▶ Aufgabenstellung:
Aus welchem Grund kann die Corsair-Software laut dem ersten Beitrag im Forumsthread zur Lüftersteuerung der Corsair H115 nicht benutzt werden?

# Corsair H115 Lüfter steuern



## dasbasti (2. Februar 2017)

*Corsair H115 Lüfter steuern*

Hey Leute,
ich habe ein z10pe d8 asus geschenkt bekommen mit 2 corsair h115. Leider drehen die Lüfter immer auf 100% egal was ich im Bios bei cpu1&cpu2 fan einstelle. Die Corsair Software kann ich nicht benutzen, weil ich nur einen usb 2.0 stecker frei hätte. Woran kann das liegen, dass die BIOS Einstellungen vom CPU Fan überhaupt keinen Effekt haben?


----------



## Chimera (3. Februar 2017)

*AW: Corsair H115 Lüfter steuern*

Wenn du nen 3 Pin Lüfi an nen PWM Header hängst und im UEFI nicht von PWM auf DC stellen kannst, dann musst du mit permanent 100% Drehzahl laufen, da 3 Pin Lüfis nix mit nem PWM Signal anfangen können. Wenn du jedoch PWM Lüfis dran hast, dann müssen die sich auch theoretisch problemlos regeln lassen. Und zu dem USB Problem, da gibt es gaaaaanz simple Lösungen: einfach diesen oder diesen holen, schon hast du mehr Header für USB. Wobei ich es schon bissel armseelig find, wenn ein Dual CPU Brett nur einen USB Header hat (ok, hat dafür glaubs 2x USB 3.0 intern, ist aber dennoch mager).


----------



## dasbasti (3. Februar 2017)

*AW: Corsair H115 Lüfter steuern*

Ich verstehe nicht ganz? Die standart Corsair Lüfter sind doch PWM? Ich habe von der Pumpe das Steuerungskabel am CPU FAN 1 und 2, aber nichts ändert sich durch die Bios Einstellung.


----------



## Chimera (3. Februar 2017)

Beispiele zur Maskenbeschriftung
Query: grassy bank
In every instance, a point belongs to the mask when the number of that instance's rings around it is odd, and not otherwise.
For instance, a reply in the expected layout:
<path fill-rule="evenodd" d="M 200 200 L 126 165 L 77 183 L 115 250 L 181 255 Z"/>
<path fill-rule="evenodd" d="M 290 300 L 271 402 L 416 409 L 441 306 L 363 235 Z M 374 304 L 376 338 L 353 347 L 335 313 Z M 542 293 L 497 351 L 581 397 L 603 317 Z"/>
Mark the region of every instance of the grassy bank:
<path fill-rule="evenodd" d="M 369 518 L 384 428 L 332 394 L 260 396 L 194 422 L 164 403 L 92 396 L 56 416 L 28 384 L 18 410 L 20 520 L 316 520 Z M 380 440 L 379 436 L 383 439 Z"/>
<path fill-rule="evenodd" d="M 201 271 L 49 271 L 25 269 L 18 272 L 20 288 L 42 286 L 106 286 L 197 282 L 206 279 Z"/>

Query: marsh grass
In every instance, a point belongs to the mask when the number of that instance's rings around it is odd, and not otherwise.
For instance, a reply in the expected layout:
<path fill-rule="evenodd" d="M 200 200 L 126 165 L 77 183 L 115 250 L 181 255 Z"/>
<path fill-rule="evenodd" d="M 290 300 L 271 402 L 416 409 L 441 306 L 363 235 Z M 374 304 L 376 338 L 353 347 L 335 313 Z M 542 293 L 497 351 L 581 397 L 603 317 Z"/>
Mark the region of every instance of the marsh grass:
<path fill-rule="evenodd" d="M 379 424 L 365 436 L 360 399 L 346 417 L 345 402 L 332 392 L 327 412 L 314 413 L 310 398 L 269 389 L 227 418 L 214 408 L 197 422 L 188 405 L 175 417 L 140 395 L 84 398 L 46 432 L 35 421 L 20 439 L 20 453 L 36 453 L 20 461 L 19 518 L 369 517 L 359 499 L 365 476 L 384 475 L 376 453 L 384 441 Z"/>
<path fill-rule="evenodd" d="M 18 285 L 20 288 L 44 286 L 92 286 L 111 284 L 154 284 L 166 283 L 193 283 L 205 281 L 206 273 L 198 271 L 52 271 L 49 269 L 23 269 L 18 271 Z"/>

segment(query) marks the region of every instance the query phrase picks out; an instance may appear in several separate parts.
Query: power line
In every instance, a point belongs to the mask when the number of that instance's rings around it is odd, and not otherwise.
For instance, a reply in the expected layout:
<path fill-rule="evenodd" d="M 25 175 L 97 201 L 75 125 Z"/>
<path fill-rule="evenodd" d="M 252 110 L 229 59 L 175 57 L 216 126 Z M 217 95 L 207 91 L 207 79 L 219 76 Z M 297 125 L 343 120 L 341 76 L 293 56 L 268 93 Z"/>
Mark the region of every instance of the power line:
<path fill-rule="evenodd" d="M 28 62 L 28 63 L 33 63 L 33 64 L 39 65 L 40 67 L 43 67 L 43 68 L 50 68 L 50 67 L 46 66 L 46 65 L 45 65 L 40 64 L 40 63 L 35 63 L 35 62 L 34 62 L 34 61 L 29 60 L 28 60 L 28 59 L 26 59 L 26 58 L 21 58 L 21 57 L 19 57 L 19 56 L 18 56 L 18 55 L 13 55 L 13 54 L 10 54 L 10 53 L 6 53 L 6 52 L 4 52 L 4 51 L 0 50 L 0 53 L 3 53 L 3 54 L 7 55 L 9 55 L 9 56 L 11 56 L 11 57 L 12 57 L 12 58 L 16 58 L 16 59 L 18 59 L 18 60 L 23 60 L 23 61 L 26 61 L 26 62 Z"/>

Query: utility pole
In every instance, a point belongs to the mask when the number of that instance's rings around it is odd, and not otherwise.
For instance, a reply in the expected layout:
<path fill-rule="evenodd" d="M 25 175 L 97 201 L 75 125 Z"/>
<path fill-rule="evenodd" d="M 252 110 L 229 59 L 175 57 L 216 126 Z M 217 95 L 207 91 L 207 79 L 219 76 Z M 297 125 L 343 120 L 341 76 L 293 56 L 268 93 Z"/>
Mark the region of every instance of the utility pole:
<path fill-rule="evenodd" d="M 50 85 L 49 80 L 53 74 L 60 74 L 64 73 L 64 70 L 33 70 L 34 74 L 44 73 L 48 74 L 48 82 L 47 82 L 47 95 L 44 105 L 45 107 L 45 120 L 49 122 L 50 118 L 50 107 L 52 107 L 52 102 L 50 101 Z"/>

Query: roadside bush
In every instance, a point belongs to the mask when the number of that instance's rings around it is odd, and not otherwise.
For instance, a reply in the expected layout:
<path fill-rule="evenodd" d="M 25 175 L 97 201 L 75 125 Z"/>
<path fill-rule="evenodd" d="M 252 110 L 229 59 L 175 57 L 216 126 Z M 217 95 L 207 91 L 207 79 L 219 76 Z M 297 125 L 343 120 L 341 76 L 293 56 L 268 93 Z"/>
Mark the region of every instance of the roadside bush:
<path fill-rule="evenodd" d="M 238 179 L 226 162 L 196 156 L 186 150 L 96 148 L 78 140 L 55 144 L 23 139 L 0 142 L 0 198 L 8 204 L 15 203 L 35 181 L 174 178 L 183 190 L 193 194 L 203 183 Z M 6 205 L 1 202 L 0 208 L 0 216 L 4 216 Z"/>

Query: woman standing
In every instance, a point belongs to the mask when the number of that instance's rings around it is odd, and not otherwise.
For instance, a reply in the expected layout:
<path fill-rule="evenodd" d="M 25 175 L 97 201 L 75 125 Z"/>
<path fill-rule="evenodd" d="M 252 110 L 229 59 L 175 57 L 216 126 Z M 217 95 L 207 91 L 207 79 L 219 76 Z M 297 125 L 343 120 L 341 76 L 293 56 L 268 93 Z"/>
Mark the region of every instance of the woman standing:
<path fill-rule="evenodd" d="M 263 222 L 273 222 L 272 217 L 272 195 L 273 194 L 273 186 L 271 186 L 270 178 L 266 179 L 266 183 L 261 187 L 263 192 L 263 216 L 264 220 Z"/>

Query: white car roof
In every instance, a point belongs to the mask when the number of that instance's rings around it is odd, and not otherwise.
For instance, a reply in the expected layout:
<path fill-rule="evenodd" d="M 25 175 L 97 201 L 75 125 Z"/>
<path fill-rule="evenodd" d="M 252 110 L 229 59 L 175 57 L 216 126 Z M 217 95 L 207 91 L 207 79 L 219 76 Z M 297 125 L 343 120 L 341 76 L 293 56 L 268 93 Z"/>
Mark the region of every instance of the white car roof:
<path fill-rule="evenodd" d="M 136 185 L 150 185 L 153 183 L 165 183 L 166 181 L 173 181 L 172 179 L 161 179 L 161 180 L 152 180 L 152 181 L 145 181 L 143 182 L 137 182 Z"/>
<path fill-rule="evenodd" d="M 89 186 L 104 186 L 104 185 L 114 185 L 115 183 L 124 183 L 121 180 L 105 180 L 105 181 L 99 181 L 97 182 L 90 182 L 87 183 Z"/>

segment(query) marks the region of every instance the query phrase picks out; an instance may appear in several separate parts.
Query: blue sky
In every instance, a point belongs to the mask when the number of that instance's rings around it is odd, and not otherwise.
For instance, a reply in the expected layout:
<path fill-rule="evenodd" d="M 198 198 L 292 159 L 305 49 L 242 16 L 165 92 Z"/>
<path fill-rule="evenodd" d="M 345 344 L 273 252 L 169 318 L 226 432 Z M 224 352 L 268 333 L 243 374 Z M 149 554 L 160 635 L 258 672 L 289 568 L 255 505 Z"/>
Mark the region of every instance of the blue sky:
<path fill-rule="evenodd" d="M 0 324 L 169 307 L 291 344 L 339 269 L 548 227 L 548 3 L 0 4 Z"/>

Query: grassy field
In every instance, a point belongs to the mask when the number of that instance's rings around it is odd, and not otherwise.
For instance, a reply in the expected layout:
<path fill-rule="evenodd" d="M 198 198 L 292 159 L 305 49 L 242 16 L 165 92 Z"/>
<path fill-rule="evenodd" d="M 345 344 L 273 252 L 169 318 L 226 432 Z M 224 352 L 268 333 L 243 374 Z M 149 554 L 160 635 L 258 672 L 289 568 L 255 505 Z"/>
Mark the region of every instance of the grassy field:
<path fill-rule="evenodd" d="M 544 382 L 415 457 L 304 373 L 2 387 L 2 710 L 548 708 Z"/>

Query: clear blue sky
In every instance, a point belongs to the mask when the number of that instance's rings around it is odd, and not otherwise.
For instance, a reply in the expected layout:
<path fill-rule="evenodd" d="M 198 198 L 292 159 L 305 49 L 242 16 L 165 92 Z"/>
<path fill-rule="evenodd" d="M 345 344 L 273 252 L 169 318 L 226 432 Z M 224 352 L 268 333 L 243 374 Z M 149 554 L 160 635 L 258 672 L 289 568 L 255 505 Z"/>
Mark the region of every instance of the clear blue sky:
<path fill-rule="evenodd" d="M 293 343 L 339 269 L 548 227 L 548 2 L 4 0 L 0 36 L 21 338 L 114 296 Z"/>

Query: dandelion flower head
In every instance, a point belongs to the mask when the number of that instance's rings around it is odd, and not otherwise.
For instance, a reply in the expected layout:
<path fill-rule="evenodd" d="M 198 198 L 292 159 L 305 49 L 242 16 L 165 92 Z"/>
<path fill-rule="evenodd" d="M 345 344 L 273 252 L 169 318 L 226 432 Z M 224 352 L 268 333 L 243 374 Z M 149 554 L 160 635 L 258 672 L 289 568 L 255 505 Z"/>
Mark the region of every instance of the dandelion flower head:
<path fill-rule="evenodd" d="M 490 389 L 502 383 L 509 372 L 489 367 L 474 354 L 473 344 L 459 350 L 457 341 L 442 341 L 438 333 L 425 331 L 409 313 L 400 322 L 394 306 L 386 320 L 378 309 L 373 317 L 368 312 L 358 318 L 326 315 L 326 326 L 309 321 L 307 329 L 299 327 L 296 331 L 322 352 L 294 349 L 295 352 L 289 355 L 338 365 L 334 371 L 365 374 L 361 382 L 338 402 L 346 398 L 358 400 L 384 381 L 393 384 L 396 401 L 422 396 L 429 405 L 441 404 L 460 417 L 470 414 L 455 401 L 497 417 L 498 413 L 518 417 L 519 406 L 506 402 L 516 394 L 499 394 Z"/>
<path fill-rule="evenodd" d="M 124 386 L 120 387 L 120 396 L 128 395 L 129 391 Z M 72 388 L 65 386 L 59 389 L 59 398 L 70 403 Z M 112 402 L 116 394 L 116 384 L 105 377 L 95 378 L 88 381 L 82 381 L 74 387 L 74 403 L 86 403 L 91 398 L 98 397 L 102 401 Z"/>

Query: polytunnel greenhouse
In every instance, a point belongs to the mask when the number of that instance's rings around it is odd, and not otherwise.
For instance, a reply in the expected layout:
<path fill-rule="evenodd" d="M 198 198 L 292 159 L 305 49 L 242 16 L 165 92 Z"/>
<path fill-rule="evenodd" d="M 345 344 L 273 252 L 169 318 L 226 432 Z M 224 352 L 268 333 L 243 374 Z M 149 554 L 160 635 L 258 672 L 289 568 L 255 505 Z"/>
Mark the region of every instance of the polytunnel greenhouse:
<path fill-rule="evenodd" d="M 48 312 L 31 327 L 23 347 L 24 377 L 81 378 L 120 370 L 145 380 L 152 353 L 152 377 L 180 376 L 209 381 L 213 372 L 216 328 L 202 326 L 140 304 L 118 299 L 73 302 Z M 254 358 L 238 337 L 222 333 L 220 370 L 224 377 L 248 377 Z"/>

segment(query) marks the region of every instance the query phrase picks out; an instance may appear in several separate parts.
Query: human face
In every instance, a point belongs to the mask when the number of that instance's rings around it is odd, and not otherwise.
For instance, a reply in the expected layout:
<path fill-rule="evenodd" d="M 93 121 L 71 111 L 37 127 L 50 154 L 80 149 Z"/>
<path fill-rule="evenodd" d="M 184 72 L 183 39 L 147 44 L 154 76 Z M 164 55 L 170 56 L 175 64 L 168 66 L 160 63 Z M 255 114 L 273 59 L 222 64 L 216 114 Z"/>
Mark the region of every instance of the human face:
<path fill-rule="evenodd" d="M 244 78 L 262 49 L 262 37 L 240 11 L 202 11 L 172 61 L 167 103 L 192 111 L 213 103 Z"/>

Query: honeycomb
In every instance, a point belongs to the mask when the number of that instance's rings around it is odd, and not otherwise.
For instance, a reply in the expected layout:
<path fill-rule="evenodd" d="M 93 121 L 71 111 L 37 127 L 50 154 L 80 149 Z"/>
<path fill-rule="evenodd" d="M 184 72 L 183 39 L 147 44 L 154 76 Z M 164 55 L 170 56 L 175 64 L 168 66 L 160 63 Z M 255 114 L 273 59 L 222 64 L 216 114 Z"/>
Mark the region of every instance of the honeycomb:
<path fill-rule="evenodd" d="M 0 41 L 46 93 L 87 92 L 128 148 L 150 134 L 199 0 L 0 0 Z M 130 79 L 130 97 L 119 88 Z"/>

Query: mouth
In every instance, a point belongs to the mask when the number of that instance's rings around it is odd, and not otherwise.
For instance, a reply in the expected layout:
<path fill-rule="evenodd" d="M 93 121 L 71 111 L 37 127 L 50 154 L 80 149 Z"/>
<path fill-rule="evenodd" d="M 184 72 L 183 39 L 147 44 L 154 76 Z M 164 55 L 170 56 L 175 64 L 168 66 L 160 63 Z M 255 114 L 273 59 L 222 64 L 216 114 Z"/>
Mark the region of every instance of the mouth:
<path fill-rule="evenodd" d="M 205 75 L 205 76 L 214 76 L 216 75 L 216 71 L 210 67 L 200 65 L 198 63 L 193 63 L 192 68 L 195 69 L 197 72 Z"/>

▶ Lösung:
Es wäre nur ein USB-2.0-Stecker frei.